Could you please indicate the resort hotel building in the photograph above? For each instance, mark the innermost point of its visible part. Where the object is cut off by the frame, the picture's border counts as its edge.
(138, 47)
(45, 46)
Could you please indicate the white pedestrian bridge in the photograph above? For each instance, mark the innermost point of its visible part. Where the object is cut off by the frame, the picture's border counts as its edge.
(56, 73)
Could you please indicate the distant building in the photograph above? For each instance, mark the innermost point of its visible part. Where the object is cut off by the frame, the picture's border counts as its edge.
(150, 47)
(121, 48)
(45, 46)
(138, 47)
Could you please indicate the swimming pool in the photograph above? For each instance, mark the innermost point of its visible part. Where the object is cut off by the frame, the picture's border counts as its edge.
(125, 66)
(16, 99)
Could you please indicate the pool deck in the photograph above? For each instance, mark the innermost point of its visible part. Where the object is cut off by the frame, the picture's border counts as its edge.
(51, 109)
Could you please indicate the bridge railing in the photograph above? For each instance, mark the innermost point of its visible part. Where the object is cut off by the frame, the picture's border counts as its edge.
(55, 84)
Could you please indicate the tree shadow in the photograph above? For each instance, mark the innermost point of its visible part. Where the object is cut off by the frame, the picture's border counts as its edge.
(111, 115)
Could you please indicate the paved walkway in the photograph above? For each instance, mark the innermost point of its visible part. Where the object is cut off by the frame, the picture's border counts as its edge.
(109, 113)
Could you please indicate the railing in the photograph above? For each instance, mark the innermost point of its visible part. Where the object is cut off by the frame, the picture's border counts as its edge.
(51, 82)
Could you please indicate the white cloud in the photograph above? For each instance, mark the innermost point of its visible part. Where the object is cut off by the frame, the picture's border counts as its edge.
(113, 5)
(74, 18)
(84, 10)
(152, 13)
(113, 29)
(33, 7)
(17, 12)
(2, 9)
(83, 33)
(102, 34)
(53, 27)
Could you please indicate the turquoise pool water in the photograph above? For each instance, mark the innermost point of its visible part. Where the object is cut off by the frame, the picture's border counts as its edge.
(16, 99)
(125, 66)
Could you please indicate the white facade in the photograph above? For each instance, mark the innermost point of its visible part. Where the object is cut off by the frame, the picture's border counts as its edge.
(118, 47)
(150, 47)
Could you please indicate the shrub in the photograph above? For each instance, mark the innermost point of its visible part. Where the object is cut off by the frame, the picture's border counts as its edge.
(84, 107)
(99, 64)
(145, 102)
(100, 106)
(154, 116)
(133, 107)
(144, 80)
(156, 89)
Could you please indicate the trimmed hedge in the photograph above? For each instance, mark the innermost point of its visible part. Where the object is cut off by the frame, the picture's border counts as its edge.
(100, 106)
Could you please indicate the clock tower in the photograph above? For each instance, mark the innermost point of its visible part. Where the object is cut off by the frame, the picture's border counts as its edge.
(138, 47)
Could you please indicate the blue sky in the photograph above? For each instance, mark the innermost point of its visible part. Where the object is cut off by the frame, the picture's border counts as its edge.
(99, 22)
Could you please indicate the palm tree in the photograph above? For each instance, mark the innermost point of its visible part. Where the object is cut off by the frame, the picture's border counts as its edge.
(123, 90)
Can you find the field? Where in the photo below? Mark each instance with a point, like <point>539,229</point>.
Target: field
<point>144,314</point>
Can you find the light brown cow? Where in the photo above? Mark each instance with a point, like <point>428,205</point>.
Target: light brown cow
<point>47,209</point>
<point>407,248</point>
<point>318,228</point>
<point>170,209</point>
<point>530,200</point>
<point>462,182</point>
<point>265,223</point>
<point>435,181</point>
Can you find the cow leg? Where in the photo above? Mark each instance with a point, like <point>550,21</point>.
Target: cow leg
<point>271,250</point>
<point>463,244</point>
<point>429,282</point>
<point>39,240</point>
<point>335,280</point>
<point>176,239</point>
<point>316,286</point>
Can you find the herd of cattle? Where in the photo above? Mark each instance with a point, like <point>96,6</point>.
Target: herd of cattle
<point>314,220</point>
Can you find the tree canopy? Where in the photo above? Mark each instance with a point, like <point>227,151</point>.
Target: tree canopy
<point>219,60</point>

-------

> Your objective: Among the lines above, which ones include the word "like"? Copy them.

> Result for this exercise:
Can you find the field? Where in the photo below? Mark each instance with a point, like <point>539,229</point>.
Can you find the light brown cow? Where in the photo above? Mark each instance with a point, like <point>428,205</point>.
Can you find the cow leg? Where in the photo above? Mark each instance with a point, like <point>550,21</point>.
Can you find the herd of cattle? Where in the photo above? Mark each instance with a point, like <point>96,6</point>.
Can you find the tree canopy? Where in the photo above? Mark each instance with a point, like <point>227,151</point>.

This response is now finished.